ENTRIES SUPPLIED:

__________

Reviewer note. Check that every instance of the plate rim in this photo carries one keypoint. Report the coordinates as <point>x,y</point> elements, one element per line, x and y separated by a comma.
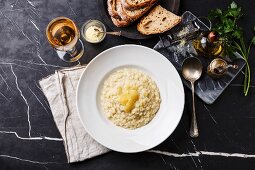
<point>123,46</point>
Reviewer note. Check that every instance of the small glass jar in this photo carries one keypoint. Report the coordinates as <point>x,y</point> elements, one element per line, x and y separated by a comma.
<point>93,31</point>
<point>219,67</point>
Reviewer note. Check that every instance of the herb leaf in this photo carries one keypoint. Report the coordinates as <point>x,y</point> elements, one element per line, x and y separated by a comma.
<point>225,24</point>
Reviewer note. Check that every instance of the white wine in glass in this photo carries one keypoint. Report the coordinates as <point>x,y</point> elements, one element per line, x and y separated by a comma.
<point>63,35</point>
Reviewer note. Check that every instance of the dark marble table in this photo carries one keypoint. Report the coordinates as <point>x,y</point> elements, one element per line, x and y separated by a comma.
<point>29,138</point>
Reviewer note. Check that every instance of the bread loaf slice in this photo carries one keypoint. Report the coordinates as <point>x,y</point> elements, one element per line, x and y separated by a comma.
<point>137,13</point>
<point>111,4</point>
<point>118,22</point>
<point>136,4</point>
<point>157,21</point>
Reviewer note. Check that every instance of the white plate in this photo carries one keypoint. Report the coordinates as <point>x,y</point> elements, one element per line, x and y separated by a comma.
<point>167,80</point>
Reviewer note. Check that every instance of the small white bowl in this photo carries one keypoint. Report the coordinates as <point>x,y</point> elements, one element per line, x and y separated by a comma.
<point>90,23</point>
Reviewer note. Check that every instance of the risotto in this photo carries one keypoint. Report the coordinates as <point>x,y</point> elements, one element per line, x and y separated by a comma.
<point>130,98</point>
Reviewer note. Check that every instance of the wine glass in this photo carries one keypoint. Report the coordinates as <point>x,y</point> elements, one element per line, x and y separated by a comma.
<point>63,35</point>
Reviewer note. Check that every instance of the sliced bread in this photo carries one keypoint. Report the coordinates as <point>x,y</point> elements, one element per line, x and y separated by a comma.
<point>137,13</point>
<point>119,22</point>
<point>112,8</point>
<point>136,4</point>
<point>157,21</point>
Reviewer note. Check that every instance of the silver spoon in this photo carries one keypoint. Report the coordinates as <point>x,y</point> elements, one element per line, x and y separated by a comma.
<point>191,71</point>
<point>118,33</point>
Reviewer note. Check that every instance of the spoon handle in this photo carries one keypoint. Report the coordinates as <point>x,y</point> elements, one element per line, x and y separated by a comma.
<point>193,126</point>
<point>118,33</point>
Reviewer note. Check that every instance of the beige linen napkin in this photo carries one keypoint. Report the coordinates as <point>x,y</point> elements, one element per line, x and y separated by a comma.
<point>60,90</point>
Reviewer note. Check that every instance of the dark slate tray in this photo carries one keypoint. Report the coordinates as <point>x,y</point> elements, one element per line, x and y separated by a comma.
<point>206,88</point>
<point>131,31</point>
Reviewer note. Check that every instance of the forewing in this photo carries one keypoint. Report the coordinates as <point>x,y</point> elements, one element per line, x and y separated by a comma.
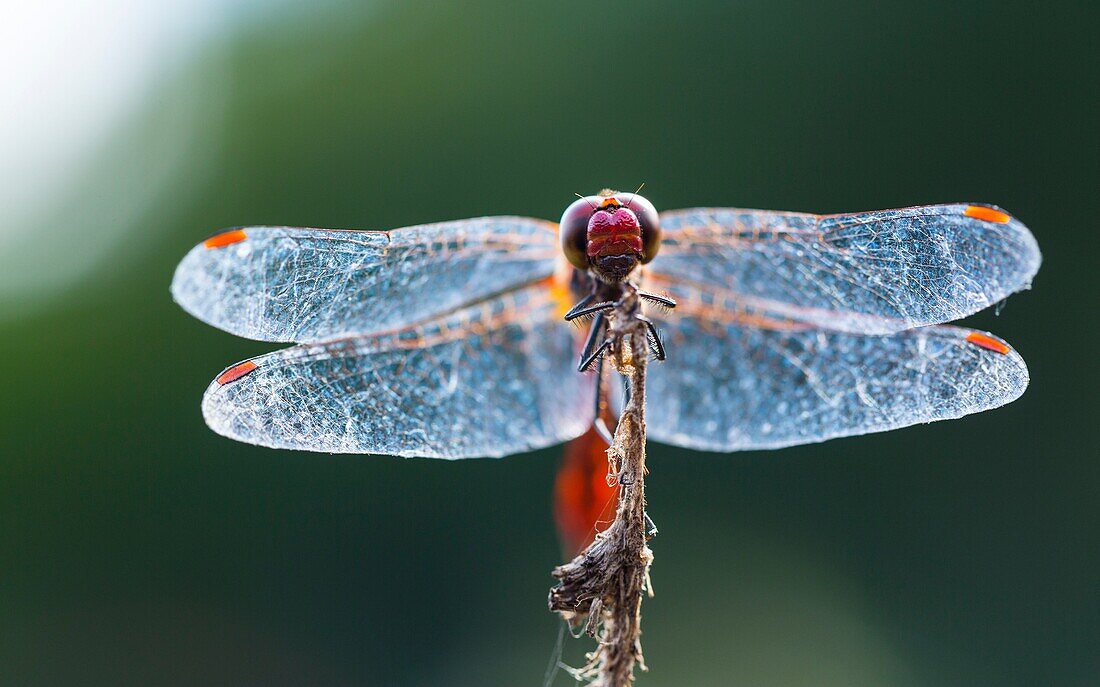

__________

Write every entry out again exactly, dropping the pictures.

OUTPUT FOR THIS TASK:
Reviewer note. Check that every instance of the plate rim in this photo carries one keypoint. Report the coordinates as <point>x,y</point> elements, one element per line, x and y separated by a comma.
<point>123,46</point>
Reviewer note. Check that every instance of the small glass jar in this photo carries one keypoint. Report the coordinates as <point>x,y</point> elements, one element per line, x and y separated by a comma.
<point>93,31</point>
<point>219,67</point>
Reviewer note. Check that every instance of the herb leaf in this photo carries one keypoint. Report the coordinates as <point>x,y</point> elements, one element per line, x and y separated by a comma.
<point>225,24</point>
Reviewer note. Check that every instance of the white wine in glass in this photo carries one keypoint. Report the coordinates as <point>x,y</point> elements, one element per line, x and y separated by a comma.
<point>63,35</point>
Reviewer note. Check that every instance of the dark marble table in this photo carries one keypoint. Report the coordinates as <point>x,y</point> elements, one element per line, x and y separated by a comma.
<point>29,138</point>
Reviewer note. Check that every instance of the bread loaf slice in this photo carries one keypoint. Report the coordinates as <point>x,y</point> elements, one element per line, x and y separated by a comma.
<point>137,13</point>
<point>111,4</point>
<point>118,22</point>
<point>136,4</point>
<point>157,21</point>
Reviewer note. Check that every instance of the white plate in this photo carries one keypoint. Report the coordinates as <point>x,y</point> elements, one element per line, x and y separated by a comma.
<point>167,80</point>
Reviewer note. Check that every instance of the small white bowl in this photo carries one keypoint. Report the coordinates as <point>x,y</point> elements, one element per line, x and y separated by a comma.
<point>90,23</point>
Reviewer note. Check that every instance of the risotto in this photo carries one keypoint. Report the coordinates as <point>x,y</point> elements, one element per line, x and y separated by a comma.
<point>130,98</point>
Reviewer note. Check that every instance of the wine glass in this photo carries one keypoint. Report the coordinates as <point>x,y</point> elements, one element per line, x and y separated by a comma.
<point>63,35</point>
Reviewer note. Check that every instance of the sliced bread in this photo carries one keypoint. Report the coordinates as <point>x,y</point> elements, one element per line, x and y separated by a comma.
<point>137,13</point>
<point>119,22</point>
<point>112,8</point>
<point>136,4</point>
<point>157,21</point>
Reviewer note. Check that every instance of the silver spoon in this photo carries one keypoint. Report the coordinates as <point>x,y</point> elements, one element per line, x and y separated by a comma.
<point>191,71</point>
<point>118,33</point>
Reviewer note. Check that every instance of the spoon handle in this photo carries one keypoint. Report the coordinates as <point>x,y</point> elements, one element per line, x and y separated by a comma.
<point>193,126</point>
<point>118,33</point>
Reviewer note. Check that every instance of the beige linen napkin in this photo carries one keypoint. Report the coordinates as <point>x,y</point> elements, one element per line, x and y separated by a comma.
<point>60,90</point>
Reviewer note. Check that every instance of the dark slate tray in this photo carries one keypoint. Report the coordinates as <point>x,y</point> elements, one element per line, x and y separated by a comma.
<point>206,88</point>
<point>131,31</point>
Reviewer note. Check that every instance of the forewing in this photo carries one keypoint. Report the coordinates as <point>x,y</point> elements, one element per line, x and y separated by a comma.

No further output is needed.